### PROVIDED RECORDS ###

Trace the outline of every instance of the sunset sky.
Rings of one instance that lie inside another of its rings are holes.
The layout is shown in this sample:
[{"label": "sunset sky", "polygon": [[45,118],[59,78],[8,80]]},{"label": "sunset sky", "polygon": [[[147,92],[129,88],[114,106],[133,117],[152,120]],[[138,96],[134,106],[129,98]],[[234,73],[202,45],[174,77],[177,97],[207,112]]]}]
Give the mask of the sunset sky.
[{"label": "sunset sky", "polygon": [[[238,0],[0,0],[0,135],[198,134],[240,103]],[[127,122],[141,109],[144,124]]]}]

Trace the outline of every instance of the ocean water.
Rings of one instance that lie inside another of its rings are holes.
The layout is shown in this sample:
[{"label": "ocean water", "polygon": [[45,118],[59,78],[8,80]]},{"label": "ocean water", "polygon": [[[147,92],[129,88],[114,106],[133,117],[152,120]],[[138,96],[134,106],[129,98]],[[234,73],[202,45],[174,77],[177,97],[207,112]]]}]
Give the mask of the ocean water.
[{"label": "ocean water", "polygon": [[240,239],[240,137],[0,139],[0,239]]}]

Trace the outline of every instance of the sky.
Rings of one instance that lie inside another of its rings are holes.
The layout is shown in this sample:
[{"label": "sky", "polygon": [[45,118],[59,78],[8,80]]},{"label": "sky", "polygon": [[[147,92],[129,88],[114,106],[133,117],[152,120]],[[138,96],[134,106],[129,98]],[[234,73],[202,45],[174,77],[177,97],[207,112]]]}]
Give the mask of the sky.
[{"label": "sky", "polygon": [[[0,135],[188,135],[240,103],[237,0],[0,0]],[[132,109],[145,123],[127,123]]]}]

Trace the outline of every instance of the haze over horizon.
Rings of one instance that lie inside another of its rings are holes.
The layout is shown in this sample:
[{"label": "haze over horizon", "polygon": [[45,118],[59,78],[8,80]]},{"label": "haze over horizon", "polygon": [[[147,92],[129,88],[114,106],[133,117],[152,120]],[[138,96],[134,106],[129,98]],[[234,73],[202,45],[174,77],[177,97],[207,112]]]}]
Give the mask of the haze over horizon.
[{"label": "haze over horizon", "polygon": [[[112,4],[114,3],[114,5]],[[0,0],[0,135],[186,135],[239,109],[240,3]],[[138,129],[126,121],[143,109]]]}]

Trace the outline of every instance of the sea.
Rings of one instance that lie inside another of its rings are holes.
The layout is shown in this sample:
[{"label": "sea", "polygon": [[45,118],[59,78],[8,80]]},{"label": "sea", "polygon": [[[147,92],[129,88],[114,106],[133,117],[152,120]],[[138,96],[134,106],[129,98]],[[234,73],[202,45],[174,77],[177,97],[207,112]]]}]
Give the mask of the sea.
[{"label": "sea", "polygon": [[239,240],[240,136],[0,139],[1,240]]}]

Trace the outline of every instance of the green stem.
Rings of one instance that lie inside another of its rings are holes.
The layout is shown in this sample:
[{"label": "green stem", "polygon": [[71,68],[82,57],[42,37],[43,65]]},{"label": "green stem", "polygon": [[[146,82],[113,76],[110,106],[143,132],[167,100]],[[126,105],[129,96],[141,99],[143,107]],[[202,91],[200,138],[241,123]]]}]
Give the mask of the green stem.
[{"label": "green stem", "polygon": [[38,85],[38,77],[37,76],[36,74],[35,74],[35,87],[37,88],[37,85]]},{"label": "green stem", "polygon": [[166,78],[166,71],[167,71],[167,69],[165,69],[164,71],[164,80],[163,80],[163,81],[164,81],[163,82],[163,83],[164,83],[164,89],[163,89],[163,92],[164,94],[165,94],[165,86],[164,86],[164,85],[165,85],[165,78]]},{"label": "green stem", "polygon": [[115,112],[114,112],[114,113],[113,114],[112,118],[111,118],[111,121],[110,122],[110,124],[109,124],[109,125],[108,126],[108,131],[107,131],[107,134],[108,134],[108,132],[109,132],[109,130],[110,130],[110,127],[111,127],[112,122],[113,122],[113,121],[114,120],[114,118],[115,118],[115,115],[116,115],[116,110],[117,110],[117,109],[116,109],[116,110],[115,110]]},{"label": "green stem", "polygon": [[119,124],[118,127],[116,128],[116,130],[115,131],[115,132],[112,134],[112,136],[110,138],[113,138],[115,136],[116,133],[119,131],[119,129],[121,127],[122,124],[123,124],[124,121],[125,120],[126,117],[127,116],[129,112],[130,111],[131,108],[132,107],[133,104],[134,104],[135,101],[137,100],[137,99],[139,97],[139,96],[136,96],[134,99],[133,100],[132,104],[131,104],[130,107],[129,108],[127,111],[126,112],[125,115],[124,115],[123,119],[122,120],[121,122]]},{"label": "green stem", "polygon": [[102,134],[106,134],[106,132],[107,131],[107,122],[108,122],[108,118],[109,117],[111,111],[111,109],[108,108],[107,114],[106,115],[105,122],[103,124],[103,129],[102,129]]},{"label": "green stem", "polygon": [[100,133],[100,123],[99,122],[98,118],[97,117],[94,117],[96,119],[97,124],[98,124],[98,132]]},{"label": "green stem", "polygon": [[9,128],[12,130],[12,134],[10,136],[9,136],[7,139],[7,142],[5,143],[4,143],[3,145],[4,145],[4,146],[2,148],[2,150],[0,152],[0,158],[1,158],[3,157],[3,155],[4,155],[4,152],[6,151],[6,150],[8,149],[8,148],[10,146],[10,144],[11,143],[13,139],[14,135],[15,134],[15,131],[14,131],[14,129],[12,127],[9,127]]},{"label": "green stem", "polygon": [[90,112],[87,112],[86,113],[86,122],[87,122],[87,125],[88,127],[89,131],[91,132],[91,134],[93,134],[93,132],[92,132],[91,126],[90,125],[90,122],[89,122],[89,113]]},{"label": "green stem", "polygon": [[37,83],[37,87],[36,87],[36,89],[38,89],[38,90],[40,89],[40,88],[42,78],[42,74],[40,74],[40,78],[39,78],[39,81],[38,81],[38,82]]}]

###

● **GIVEN TASK**: Render every line of the records above as a numbered list, omitting the blank lines.

● **TASK SOLUTION**:
1. Trace the outline of every instance of the sunset sky.
2. Rings of one instance that lie inside another of its rings are holes.
3. The layout is shown in this sample:
4. [{"label": "sunset sky", "polygon": [[45,118],[59,78],[8,80]]},{"label": "sunset sky", "polygon": [[[147,92],[129,88],[114,106],[133,117],[152,120]],[[138,96],[134,106],[129,98]],[[234,73],[202,45],[174,77],[177,97],[207,112]]]}]
5. Give the mask of the sunset sky.
6. [{"label": "sunset sky", "polygon": [[[238,0],[0,0],[0,135],[198,134],[240,103]],[[127,122],[141,109],[144,124]]]}]
7. Trace the outline of every instance of the ocean water.
8. Rings of one instance that lie inside another of its rings are holes.
9. The layout is shown in this sample:
10. [{"label": "ocean water", "polygon": [[45,118],[59,78],[8,80]]},{"label": "ocean water", "polygon": [[[147,92],[129,88],[114,106],[133,117],[152,120]],[[138,96],[134,106],[129,98]],[[234,73],[202,45],[174,77],[177,97],[207,112]]]}]
11. Give the mask of the ocean water.
12. [{"label": "ocean water", "polygon": [[240,239],[240,137],[0,139],[0,239]]}]
13. Trace the outline of every instance of the sky.
14. Rings of one instance that lie inside another of its rings are holes.
15. The layout is shown in this sample:
16. [{"label": "sky", "polygon": [[45,118],[59,78],[8,80]]},{"label": "sky", "polygon": [[[147,92],[129,88],[114,106],[133,117],[152,120]],[[138,96],[134,106],[129,98]],[[234,73],[202,45],[174,77],[177,97],[207,112]]]}]
17. Give the mask of the sky.
18. [{"label": "sky", "polygon": [[[0,135],[188,135],[240,103],[237,0],[0,0]],[[132,109],[145,123],[127,123]]]}]
19. Trace the outline of every instance of the haze over horizon.
20. Rings of one instance that lie inside another of its rings are holes.
21. The layout is shown in this sample:
22. [{"label": "haze over horizon", "polygon": [[45,118],[59,78],[8,80]]},{"label": "haze over horizon", "polygon": [[[147,92],[129,88],[114,106],[133,117],[152,120]],[[138,96],[134,106],[129,98]],[[234,73],[202,45],[174,77],[177,97],[207,112]]]}]
23. Give the mask of the haze over horizon.
24. [{"label": "haze over horizon", "polygon": [[[112,4],[114,3],[114,5]],[[0,0],[0,135],[186,135],[239,109],[240,3]],[[138,129],[126,121],[143,109]]]}]
25. Trace the outline of every instance of the sea.
26. Rings of one instance that lie inside another of its rings are holes.
27. The layout is shown in this sample:
28. [{"label": "sea", "polygon": [[45,118],[59,78],[8,80]]},{"label": "sea", "polygon": [[[147,92],[129,88],[114,106],[133,117],[152,120]],[[138,96],[134,106],[129,98]],[[234,73],[202,45],[174,77],[177,97],[207,112]]]}]
29. Give the mask of the sea.
30. [{"label": "sea", "polygon": [[239,240],[240,136],[0,139],[1,240]]}]
31. Trace the outline of every instance of the green stem.
32. Rings of one instance that lie inside another of its rings are holes.
33. The layout is shown in this sample:
34. [{"label": "green stem", "polygon": [[71,68],[82,57],[42,37],[43,65]]},{"label": "green stem", "polygon": [[[146,82],[113,76],[110,106],[143,132],[167,100]],[[126,105],[129,96],[141,99],[143,107]],[[202,91],[200,138],[241,123]]]}]
35. Give the mask of the green stem.
36. [{"label": "green stem", "polygon": [[38,85],[38,77],[37,76],[36,74],[35,74],[35,87],[37,88],[37,85]]},{"label": "green stem", "polygon": [[166,78],[166,71],[167,71],[167,69],[165,69],[164,71],[164,80],[163,80],[163,81],[164,81],[163,82],[163,83],[164,83],[164,89],[163,89],[163,92],[164,94],[165,94],[165,86],[164,86],[164,85],[165,85],[165,78]]},{"label": "green stem", "polygon": [[115,112],[114,112],[114,113],[113,114],[112,118],[111,118],[111,121],[110,122],[110,124],[109,124],[109,125],[108,126],[108,131],[107,131],[107,134],[108,134],[108,132],[109,132],[109,130],[110,130],[110,127],[111,127],[112,122],[113,122],[113,121],[114,120],[114,118],[115,118],[115,115],[116,115],[116,110],[117,110],[117,109],[116,109],[116,110],[115,110]]},{"label": "green stem", "polygon": [[119,124],[118,127],[116,128],[116,130],[115,131],[115,132],[112,134],[112,136],[110,138],[113,138],[115,136],[116,133],[119,131],[119,129],[121,127],[122,124],[123,124],[124,121],[125,120],[126,117],[127,116],[129,112],[130,111],[131,108],[132,107],[133,104],[134,104],[135,101],[137,100],[137,99],[139,97],[139,96],[136,96],[134,99],[133,100],[132,104],[131,104],[130,107],[129,108],[127,111],[126,112],[125,115],[124,115],[123,119],[122,120],[121,122]]},{"label": "green stem", "polygon": [[102,134],[106,134],[106,132],[107,131],[107,122],[108,122],[108,118],[109,117],[111,111],[111,109],[108,108],[107,114],[106,115],[105,122],[103,124],[103,129],[102,129]]},{"label": "green stem", "polygon": [[100,133],[100,123],[99,122],[98,118],[97,117],[94,117],[96,119],[97,124],[98,124],[98,132]]},{"label": "green stem", "polygon": [[9,128],[12,130],[12,134],[10,136],[9,136],[7,139],[7,142],[5,143],[4,143],[3,145],[4,145],[4,146],[2,148],[2,150],[0,152],[0,158],[1,158],[3,157],[3,155],[4,155],[4,152],[6,151],[6,150],[8,149],[8,148],[10,146],[10,144],[11,143],[13,139],[14,135],[15,134],[15,131],[14,131],[14,129],[12,127],[9,127]]},{"label": "green stem", "polygon": [[90,112],[87,112],[86,113],[86,122],[87,122],[87,125],[88,127],[89,131],[91,132],[91,134],[93,134],[93,132],[92,132],[91,126],[90,125],[90,122],[89,122],[89,113]]},{"label": "green stem", "polygon": [[37,83],[37,87],[36,87],[36,89],[38,89],[38,90],[40,89],[40,88],[42,78],[42,74],[40,74],[40,78],[39,78],[39,81],[38,81],[38,82]]}]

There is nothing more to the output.